# INSTRUCTIONS FOR THE TASK
Nothing is to be output except the lines from the one containing "Expected: for every instance of the bush" through the end of the material, each reproduced exactly.

# DATA FOR THIS EXERCISE
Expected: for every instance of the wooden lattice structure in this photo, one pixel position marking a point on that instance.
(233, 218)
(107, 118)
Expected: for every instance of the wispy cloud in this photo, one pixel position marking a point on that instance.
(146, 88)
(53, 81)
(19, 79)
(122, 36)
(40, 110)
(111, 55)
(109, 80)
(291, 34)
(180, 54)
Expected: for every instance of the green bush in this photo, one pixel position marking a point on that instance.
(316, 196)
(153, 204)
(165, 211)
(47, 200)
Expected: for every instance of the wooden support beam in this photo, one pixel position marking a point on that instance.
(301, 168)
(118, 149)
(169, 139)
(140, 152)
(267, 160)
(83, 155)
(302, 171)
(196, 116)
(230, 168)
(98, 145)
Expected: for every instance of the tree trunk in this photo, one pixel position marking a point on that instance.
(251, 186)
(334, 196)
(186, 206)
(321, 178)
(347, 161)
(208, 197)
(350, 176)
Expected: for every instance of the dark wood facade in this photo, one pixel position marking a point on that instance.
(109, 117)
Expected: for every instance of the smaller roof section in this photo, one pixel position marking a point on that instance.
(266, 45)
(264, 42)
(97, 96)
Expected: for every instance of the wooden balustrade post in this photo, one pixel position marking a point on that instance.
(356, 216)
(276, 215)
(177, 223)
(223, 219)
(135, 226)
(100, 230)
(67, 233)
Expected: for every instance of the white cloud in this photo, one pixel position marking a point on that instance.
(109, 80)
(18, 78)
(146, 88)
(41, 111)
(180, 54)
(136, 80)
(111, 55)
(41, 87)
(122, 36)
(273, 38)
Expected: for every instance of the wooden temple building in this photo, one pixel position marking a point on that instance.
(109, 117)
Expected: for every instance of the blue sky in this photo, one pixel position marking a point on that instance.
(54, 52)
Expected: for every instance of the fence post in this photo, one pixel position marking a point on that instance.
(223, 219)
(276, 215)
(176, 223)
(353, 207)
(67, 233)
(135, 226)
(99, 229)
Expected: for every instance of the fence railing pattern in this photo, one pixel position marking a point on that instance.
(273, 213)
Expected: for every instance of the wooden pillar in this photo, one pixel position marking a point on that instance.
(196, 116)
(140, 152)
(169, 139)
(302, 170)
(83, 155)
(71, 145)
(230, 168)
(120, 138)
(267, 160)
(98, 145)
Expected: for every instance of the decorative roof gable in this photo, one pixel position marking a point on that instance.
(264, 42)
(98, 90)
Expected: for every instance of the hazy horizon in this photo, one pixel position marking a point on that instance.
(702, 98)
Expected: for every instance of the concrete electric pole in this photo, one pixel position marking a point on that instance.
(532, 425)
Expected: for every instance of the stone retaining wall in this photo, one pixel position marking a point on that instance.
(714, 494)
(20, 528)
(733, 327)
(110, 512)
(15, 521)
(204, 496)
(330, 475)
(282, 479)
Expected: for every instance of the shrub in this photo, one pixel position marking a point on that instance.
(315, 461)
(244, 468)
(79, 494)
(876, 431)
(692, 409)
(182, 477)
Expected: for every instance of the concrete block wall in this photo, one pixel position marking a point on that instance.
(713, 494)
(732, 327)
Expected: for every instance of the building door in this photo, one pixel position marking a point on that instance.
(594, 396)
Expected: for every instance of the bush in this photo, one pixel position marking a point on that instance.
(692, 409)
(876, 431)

# SOLUTION TO THE PROBLEM
Expected: for every instance of the bush in this photo, one pixel position marking a point on that instance.
(692, 409)
(876, 431)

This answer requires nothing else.